## Begin Records

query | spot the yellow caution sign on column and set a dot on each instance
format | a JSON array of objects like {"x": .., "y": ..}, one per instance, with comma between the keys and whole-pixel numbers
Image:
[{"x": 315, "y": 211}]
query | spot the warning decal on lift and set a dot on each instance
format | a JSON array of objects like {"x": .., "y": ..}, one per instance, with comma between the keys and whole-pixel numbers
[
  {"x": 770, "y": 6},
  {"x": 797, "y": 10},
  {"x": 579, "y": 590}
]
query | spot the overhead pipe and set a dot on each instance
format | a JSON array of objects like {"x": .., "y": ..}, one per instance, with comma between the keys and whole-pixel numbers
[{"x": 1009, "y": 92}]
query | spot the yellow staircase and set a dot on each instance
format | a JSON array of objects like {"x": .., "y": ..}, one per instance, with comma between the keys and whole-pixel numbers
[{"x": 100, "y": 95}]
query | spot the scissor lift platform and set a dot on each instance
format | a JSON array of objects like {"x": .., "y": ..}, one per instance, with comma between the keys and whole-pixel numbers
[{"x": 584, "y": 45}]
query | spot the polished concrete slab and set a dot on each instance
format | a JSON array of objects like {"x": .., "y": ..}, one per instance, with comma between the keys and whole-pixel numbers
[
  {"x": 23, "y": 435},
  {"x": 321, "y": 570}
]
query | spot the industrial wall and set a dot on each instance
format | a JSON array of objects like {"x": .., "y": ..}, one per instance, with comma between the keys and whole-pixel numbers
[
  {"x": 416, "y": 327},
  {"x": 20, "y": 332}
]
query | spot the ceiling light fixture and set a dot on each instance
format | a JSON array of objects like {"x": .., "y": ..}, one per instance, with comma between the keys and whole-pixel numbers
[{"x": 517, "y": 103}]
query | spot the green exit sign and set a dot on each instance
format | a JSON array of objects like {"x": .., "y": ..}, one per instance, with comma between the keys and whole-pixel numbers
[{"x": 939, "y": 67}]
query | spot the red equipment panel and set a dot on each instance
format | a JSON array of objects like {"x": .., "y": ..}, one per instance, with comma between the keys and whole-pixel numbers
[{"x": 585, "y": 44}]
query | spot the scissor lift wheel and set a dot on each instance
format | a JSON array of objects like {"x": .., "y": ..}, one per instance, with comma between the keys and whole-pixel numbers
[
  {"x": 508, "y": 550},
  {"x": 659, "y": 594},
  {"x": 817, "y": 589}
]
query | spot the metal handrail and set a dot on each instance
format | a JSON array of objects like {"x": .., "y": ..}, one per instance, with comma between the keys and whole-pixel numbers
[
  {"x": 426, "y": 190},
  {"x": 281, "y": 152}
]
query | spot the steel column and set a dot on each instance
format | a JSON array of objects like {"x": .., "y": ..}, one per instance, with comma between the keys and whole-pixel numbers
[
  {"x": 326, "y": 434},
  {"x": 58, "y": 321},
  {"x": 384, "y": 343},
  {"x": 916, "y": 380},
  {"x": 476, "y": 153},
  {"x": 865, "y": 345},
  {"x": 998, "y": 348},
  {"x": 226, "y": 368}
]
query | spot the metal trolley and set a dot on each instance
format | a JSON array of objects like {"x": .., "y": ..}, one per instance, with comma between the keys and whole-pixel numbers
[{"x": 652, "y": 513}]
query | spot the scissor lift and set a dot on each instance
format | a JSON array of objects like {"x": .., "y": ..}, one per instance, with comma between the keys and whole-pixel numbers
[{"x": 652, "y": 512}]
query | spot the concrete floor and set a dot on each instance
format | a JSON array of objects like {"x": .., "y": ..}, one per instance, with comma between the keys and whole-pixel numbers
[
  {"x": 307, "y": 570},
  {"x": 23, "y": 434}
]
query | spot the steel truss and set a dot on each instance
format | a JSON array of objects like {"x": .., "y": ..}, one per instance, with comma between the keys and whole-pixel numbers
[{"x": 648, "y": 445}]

## End Records

Exact copies of all the records are required.

** Complete answer **
query | spot the yellow caution sign on column and set a dot on each instance
format | a JSON array of objects like {"x": .., "y": ..}, one per instance, with comma between the keys and whole-pixel numbers
Image:
[{"x": 315, "y": 211}]
query | spot the warning decal on lift and set a dot on each instance
format | a JSON array of objects like {"x": .., "y": ..}, one per instance, with comma between the keys and whole-pixel numbers
[
  {"x": 770, "y": 6},
  {"x": 797, "y": 10},
  {"x": 579, "y": 590}
]
query | spot the overhead pipe and set a dot on each instance
format | a JSON array of objects like {"x": .., "y": ..}, one per instance, with comma between the keys and whole-pixel numbers
[{"x": 1009, "y": 92}]
query | spot the yellow staircase and set a dot on each instance
format | a JSON array of objects like {"x": .., "y": ..}, one per instance, with comma between the keys and whole-pixel numbers
[{"x": 100, "y": 95}]
query | spot the scissor lift platform and set a dot on each instance
format | a JSON array of objects like {"x": .., "y": ..}, one per instance, with comma between the keys and whole-pixel numbers
[{"x": 584, "y": 45}]
query | spot the polished concrete slab and set a dot on each instance
format | a JSON array of objects like {"x": .., "y": ..}, one per instance, with comma between the keys and whole-pixel numbers
[
  {"x": 23, "y": 435},
  {"x": 321, "y": 570}
]
query | spot the industrial wall and set a dot on each instance
format | a JSON array of objects like {"x": .., "y": ..}, one per instance, with comma between the keys and whole-pixel numbers
[
  {"x": 416, "y": 327},
  {"x": 20, "y": 332}
]
query | spot the ceiling light fixture and set a dot on each instance
format | a JSON array of objects like {"x": .., "y": ..}, one per instance, with comma between the keys and whole-pixel numbers
[{"x": 517, "y": 103}]
query | spot the green exit sign and set a dot on each instance
format | a JSON array of objects like {"x": .., "y": ..}, one per instance, with comma between the keys and whole-pixel numbers
[{"x": 939, "y": 67}]
query | spot the red equipment panel and set a dot on each instance
format | a JSON array of objects like {"x": .., "y": ..}, one per instance, with comma between the keys and whole-pixel numbers
[{"x": 585, "y": 44}]
query | spot the scissor lift wheel and set a dot on each instance
format | a JSON array of objects like {"x": .., "y": ..}, one per instance, with comma between the keys and whole-pixel numbers
[
  {"x": 508, "y": 550},
  {"x": 659, "y": 594},
  {"x": 817, "y": 589}
]
query | spot the metal handrail and set a dot on each instance
format | a JSON array of objects like {"x": .., "y": ..}, one per instance, with comma between the keys and whole-pixel numbers
[
  {"x": 426, "y": 190},
  {"x": 281, "y": 152}
]
query | spot the steel column and set a dot on each instance
format | a JSON array of objects like {"x": .., "y": ..}, one per instance, with comma between the keys and whole-pixel numbers
[
  {"x": 326, "y": 434},
  {"x": 58, "y": 321},
  {"x": 384, "y": 343},
  {"x": 916, "y": 380},
  {"x": 476, "y": 153},
  {"x": 865, "y": 345},
  {"x": 998, "y": 348},
  {"x": 226, "y": 368}
]
query | spot the metal trolley and set a dot on each instance
format | a JSON array of objects like {"x": .., "y": ..}, one per instance, with comma between the keys and whole-pixel numbers
[{"x": 652, "y": 513}]
query | spot the scissor lift and set a dot on each instance
format | a JSON array of objects like {"x": .., "y": ..}, one per instance, with comma between the keys and whole-pixel numbers
[{"x": 652, "y": 512}]
query | spot the concrete floor and set a dot on each instance
format | a JSON array of objects like {"x": .., "y": ..}, one per instance, with comma between the keys and whole-pixel numbers
[
  {"x": 307, "y": 570},
  {"x": 23, "y": 434}
]
query | spot the steel truss and set a dot on each instance
format | a JSON array of objects like {"x": .., "y": ..}, one per instance, with comma between the keys and whole-pixel numbers
[{"x": 648, "y": 445}]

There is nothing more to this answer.